* _What is expected_
Report how many lines of the entries below contain the string "running", treating uppercase and lowercase as different, and give only that number.

* _Data listing_
◆ ◆ ◆ ◆

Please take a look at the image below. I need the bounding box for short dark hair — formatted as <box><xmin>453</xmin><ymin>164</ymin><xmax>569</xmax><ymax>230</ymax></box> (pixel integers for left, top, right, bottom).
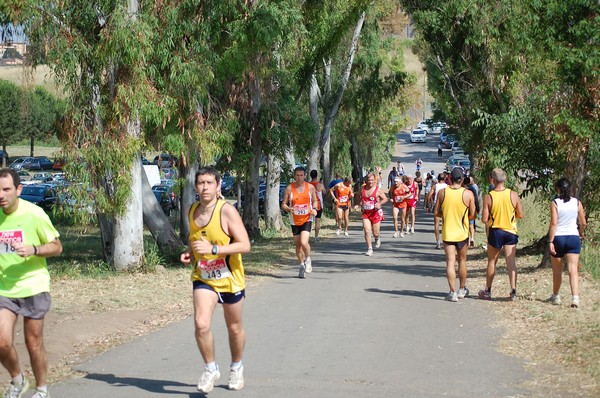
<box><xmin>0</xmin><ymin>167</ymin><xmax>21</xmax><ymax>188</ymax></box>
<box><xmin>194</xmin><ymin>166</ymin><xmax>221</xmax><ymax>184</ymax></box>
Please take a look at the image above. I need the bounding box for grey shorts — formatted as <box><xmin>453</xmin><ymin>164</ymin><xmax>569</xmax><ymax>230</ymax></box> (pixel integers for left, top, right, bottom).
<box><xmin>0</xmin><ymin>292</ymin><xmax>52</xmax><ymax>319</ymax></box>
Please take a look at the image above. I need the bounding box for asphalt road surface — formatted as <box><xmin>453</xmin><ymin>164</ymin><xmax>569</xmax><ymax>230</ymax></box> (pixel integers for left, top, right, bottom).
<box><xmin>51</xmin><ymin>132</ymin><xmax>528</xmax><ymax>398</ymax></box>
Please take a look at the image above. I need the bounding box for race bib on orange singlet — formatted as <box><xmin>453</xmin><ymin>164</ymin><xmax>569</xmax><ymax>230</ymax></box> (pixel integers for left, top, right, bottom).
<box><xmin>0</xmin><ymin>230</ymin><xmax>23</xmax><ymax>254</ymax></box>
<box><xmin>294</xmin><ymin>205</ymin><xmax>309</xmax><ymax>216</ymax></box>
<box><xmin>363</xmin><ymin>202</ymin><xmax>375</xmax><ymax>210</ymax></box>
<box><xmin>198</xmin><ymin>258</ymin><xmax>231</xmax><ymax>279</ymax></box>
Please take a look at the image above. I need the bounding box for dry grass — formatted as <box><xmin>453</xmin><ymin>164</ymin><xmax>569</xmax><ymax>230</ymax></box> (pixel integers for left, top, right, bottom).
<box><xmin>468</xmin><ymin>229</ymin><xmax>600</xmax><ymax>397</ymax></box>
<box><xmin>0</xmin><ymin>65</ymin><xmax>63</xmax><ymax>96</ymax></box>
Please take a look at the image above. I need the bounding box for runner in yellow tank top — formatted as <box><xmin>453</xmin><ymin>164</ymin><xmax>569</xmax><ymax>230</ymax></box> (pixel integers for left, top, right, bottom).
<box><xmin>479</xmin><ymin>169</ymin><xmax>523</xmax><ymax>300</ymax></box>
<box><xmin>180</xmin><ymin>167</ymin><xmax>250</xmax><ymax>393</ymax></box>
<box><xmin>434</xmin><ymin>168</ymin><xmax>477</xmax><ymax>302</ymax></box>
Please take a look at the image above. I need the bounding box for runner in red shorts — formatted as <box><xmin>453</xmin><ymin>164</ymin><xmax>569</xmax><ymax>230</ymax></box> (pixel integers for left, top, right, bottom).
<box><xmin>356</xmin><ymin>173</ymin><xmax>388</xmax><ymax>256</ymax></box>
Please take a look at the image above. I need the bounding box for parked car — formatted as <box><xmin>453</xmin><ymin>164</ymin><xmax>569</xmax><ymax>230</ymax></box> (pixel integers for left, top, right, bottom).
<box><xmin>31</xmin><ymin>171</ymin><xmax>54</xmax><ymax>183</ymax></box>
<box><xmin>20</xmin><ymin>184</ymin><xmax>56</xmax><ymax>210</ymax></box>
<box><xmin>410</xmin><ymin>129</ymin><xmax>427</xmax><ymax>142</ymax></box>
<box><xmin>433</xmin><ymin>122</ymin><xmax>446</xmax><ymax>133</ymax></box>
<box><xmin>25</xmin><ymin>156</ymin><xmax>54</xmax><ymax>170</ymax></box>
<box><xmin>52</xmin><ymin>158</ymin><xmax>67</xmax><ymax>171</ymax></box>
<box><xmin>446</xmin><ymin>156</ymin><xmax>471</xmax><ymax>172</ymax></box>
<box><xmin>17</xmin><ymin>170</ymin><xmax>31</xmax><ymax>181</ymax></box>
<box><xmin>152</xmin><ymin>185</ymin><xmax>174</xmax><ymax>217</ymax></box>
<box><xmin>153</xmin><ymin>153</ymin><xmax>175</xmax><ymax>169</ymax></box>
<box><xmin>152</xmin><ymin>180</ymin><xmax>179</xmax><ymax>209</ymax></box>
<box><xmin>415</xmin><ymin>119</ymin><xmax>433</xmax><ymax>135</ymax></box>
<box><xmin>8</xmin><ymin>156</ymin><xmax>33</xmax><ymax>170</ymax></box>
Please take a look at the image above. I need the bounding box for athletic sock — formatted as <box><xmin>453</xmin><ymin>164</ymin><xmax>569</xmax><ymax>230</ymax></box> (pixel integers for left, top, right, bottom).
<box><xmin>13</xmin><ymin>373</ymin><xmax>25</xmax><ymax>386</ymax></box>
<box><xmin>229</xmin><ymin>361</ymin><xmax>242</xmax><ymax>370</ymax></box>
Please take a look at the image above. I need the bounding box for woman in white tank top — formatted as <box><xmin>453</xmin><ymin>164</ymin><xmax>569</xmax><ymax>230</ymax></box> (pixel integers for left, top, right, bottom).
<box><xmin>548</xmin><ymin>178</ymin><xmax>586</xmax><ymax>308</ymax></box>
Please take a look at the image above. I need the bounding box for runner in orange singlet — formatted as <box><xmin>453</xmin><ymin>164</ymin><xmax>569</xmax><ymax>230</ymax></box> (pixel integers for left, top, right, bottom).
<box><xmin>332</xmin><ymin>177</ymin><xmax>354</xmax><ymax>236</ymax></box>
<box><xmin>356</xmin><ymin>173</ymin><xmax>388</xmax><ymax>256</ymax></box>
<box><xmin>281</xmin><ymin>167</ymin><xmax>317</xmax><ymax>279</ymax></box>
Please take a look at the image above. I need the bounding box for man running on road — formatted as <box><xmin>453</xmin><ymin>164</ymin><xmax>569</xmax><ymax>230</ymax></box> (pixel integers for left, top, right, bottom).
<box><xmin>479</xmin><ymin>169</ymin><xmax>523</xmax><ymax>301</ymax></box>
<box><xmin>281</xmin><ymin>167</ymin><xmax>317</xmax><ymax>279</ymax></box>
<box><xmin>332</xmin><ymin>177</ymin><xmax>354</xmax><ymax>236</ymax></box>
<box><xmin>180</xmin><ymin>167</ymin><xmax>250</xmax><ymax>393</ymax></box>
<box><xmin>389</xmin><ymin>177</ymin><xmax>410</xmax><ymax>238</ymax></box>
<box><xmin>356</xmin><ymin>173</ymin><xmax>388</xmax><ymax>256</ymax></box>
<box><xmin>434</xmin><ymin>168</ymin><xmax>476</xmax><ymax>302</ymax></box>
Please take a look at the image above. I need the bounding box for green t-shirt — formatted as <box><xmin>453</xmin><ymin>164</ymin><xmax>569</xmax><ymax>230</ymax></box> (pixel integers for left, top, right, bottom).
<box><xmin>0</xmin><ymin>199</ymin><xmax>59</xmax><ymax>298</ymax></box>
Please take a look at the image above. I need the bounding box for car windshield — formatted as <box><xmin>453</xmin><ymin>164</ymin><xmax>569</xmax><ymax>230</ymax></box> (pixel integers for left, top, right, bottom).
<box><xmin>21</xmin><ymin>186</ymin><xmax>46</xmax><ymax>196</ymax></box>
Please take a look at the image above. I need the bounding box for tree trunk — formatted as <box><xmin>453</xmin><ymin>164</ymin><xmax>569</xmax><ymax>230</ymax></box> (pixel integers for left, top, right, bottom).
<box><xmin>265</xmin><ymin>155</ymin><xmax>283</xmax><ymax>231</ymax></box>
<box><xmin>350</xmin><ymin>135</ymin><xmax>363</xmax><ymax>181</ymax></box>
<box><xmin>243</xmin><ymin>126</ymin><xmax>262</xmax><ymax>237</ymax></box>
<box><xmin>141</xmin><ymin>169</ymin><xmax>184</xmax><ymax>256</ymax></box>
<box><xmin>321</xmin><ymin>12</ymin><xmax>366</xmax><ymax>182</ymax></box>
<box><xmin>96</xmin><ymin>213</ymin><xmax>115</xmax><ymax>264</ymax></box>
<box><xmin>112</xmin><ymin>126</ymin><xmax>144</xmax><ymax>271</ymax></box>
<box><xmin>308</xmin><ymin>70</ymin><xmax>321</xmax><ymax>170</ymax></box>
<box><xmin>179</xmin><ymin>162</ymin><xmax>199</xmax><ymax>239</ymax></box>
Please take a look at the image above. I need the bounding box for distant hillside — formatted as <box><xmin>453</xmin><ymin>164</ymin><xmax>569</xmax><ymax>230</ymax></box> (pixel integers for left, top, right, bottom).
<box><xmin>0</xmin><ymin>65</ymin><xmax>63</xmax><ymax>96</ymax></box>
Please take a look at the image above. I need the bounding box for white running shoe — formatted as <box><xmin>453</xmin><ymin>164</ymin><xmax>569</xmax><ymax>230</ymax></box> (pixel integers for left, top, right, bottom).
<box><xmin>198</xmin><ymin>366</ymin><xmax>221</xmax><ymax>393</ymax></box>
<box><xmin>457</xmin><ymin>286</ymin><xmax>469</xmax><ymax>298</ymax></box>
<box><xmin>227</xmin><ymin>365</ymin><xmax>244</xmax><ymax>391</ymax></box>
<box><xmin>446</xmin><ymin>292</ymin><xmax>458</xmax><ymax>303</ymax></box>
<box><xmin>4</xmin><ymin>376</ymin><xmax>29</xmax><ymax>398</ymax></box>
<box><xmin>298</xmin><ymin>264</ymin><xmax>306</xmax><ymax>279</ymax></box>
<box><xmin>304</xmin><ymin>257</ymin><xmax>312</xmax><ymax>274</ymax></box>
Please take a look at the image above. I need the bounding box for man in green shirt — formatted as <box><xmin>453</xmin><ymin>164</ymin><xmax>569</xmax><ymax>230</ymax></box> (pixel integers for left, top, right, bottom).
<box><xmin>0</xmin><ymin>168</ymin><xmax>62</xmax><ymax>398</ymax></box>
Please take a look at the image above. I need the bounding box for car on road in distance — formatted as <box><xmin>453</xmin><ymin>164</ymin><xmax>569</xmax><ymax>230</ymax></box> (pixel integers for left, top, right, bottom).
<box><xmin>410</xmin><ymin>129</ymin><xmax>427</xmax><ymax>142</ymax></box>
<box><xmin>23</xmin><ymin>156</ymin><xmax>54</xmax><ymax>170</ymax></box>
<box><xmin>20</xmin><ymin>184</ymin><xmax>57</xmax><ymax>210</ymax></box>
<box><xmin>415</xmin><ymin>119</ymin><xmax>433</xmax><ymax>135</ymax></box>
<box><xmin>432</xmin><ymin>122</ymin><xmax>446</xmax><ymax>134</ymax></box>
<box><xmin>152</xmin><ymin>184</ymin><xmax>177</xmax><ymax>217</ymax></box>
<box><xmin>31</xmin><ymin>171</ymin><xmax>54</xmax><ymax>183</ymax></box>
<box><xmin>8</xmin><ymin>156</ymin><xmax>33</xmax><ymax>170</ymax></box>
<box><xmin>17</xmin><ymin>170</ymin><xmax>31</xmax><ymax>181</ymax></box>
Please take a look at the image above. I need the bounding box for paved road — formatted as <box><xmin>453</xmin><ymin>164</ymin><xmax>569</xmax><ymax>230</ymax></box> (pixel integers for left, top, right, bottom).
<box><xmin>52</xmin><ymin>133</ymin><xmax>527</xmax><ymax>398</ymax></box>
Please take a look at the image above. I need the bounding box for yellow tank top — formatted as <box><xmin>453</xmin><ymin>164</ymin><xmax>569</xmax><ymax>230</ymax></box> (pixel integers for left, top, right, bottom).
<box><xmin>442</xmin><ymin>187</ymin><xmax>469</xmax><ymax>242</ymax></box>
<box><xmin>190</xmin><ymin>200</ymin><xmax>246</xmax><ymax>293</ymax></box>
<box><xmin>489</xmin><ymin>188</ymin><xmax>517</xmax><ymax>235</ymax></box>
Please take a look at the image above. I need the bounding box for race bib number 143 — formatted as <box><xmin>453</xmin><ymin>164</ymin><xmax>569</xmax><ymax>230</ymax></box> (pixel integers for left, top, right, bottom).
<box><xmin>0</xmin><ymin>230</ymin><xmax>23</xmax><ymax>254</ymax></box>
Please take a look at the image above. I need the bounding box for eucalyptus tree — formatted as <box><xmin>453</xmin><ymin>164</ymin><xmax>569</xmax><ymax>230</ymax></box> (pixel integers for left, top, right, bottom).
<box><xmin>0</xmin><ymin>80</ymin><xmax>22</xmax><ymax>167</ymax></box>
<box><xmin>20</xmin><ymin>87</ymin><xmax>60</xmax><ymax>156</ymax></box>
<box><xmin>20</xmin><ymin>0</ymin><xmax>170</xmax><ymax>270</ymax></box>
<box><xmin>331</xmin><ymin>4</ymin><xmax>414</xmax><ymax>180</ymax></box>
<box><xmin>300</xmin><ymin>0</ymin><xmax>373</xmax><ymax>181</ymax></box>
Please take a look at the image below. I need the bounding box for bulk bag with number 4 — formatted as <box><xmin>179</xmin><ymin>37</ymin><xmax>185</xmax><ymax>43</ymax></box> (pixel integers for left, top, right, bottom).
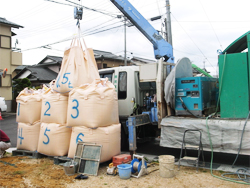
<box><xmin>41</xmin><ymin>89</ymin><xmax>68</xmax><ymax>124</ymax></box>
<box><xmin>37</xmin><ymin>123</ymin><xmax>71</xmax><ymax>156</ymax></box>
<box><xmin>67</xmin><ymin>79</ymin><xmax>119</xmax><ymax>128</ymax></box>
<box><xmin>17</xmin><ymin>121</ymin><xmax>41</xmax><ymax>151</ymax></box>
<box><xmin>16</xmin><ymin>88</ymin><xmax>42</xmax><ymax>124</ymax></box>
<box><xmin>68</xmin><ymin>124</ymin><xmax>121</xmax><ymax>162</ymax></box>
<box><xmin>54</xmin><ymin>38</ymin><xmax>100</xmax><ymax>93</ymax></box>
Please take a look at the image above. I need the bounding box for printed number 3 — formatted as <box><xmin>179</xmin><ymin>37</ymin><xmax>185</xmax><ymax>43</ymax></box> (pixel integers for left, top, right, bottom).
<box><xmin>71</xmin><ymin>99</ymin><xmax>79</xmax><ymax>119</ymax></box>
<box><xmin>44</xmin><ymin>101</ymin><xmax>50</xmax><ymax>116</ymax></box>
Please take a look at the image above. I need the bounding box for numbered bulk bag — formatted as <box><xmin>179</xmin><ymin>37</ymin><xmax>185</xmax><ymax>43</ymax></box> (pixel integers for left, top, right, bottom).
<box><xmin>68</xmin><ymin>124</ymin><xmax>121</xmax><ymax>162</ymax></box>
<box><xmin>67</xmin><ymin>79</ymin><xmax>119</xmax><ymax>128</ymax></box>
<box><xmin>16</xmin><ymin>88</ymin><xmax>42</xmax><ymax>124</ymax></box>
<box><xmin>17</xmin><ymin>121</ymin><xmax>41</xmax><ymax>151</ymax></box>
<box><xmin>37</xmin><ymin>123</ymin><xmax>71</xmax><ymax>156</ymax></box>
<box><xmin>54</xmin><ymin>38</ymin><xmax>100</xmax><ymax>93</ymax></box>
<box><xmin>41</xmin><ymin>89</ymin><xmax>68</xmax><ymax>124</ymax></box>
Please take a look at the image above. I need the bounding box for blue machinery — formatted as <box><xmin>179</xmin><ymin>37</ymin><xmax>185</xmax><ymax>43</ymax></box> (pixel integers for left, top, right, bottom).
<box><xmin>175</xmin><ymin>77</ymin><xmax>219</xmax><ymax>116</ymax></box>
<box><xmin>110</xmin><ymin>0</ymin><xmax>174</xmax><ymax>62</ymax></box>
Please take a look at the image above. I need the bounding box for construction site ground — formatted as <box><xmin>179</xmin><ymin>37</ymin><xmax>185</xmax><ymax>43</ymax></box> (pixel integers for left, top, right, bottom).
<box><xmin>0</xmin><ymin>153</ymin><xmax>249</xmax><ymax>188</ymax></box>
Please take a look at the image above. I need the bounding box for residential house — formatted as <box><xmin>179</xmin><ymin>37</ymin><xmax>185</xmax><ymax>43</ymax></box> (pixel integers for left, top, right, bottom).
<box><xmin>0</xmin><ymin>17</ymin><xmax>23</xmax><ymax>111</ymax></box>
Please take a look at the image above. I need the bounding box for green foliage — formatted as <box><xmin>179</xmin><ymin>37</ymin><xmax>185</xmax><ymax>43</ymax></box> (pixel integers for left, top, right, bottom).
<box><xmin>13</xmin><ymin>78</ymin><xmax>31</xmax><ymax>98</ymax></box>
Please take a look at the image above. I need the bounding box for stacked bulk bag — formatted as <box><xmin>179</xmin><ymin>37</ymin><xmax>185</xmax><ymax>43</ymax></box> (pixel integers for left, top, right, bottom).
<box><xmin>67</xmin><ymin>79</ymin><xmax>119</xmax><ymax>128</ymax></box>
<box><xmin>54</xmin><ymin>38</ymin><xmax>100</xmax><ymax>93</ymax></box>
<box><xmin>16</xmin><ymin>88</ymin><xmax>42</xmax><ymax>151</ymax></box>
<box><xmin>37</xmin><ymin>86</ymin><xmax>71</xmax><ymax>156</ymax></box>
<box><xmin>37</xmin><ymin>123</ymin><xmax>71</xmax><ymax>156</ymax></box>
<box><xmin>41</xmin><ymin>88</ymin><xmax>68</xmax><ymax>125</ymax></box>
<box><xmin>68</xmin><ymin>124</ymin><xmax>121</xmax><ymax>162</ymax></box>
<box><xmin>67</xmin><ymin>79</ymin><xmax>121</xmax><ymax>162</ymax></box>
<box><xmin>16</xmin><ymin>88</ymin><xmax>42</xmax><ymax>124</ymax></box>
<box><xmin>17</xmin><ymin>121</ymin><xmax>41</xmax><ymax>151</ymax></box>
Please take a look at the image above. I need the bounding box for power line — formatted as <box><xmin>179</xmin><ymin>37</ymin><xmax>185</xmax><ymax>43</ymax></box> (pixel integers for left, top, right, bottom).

◆ ◆ ◆ ◆

* _Solved exercise_
2